** start of SUPPLIED DATA **
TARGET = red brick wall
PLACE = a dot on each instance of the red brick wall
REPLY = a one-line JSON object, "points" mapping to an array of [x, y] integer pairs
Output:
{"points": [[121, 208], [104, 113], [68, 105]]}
** end of SUPPLIED DATA **
Please rewrite the entries above with every "brick" switched to "stone", leaving all else unchanged.

TARGET = red stone wall
PLACE = a dot on each instance of the red stone wall
REPLY = a one-line JSON object, "points" mapping to an array of [x, y] integer pairs
Output:
{"points": [[121, 208], [104, 113], [68, 105]]}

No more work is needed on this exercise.